» Task to carry out: Starting with the line that holds "Point out the front grille", copy out each remaining line of the listing below, up to and including the last one, and include nothing else.

» Data listing:
================

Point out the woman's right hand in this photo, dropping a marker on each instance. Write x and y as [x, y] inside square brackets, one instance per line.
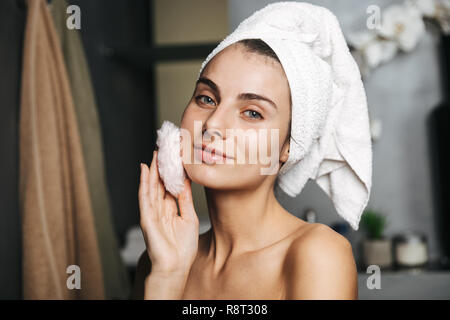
[171, 239]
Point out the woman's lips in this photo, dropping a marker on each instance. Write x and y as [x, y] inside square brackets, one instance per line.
[210, 155]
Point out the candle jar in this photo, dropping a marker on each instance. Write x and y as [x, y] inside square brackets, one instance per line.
[410, 250]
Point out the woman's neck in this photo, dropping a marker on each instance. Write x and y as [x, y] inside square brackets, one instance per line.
[244, 221]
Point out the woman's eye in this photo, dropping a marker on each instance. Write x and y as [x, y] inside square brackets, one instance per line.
[254, 114]
[207, 99]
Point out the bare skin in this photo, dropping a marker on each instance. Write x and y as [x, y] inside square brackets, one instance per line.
[255, 249]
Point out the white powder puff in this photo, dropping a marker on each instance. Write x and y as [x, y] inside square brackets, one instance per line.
[170, 165]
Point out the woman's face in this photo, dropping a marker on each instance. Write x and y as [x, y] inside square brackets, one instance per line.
[233, 119]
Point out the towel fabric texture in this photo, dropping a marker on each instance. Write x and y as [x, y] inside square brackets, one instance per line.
[330, 135]
[58, 226]
[116, 282]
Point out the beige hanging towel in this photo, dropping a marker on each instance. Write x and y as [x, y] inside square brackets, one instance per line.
[116, 281]
[57, 219]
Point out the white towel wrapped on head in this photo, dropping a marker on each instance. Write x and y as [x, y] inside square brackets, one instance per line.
[330, 135]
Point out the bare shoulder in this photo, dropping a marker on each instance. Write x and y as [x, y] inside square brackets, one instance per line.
[319, 264]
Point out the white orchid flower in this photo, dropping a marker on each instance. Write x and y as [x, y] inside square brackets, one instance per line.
[426, 7]
[403, 24]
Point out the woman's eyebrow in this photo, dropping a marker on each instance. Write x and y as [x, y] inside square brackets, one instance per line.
[210, 84]
[254, 96]
[242, 96]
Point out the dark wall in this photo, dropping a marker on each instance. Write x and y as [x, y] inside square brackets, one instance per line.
[12, 19]
[125, 106]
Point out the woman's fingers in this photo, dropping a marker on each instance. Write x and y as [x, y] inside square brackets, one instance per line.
[186, 203]
[144, 188]
[156, 185]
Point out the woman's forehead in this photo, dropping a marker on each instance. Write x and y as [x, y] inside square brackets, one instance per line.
[234, 68]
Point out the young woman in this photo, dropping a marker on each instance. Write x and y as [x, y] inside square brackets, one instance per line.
[255, 249]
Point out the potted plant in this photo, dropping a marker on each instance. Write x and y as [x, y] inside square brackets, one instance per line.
[377, 249]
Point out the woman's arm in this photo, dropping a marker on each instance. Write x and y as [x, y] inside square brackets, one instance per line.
[320, 265]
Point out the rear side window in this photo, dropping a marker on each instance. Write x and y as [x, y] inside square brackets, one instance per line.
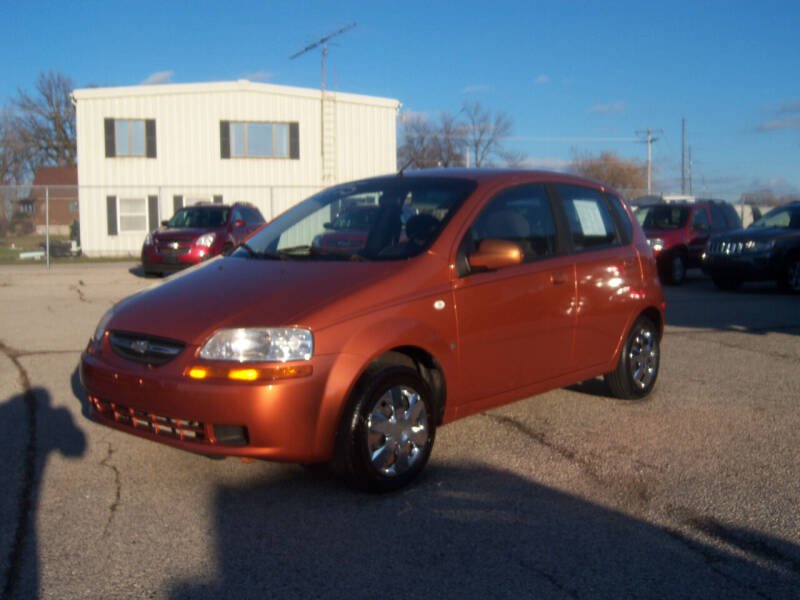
[590, 222]
[521, 215]
[718, 221]
[252, 216]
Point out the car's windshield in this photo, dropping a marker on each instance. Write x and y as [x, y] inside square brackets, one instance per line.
[361, 217]
[663, 216]
[199, 217]
[386, 219]
[787, 217]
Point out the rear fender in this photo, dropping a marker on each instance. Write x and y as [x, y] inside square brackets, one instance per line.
[360, 350]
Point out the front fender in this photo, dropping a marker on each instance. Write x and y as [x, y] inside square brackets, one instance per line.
[363, 341]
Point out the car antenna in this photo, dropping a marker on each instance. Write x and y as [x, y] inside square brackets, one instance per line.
[405, 166]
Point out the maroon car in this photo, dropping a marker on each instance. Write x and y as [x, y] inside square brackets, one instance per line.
[196, 233]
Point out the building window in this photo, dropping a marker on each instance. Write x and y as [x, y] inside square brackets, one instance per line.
[132, 214]
[241, 139]
[130, 137]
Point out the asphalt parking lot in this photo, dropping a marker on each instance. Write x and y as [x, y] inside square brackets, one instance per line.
[570, 494]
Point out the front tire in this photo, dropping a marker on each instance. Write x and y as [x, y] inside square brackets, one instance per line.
[387, 432]
[676, 269]
[637, 368]
[726, 283]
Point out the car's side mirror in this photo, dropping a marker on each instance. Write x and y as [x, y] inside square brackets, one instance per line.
[495, 254]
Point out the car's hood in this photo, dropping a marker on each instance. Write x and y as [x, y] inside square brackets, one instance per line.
[662, 233]
[755, 234]
[240, 292]
[182, 232]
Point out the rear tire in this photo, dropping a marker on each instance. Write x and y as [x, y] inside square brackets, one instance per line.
[387, 431]
[726, 283]
[637, 368]
[791, 278]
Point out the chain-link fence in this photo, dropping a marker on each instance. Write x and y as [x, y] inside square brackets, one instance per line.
[40, 223]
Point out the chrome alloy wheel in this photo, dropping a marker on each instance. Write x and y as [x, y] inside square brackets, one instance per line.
[643, 357]
[397, 431]
[793, 275]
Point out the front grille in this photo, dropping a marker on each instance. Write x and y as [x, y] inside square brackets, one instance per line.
[179, 429]
[144, 348]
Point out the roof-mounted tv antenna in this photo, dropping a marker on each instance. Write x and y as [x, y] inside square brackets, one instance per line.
[324, 43]
[327, 105]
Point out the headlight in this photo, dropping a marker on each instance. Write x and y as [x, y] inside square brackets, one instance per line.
[263, 344]
[206, 240]
[755, 246]
[100, 330]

================

» Solution to the problem:
Point out the front grille in this photo, dropping a marker on each instance. Write x and y as [x, y] inside square brackets, one instance per line.
[179, 429]
[144, 348]
Point out the roof-mounted tv antenna in this photo, dropping a marker on each instance. Write x and y as [x, y] inside square brackets, one instance per line.
[324, 43]
[327, 105]
Point out the headlight in this photo, dropping a marker on each instance. Write x and y as [x, y] inside square brackets, one instance per line.
[263, 344]
[206, 240]
[755, 246]
[100, 330]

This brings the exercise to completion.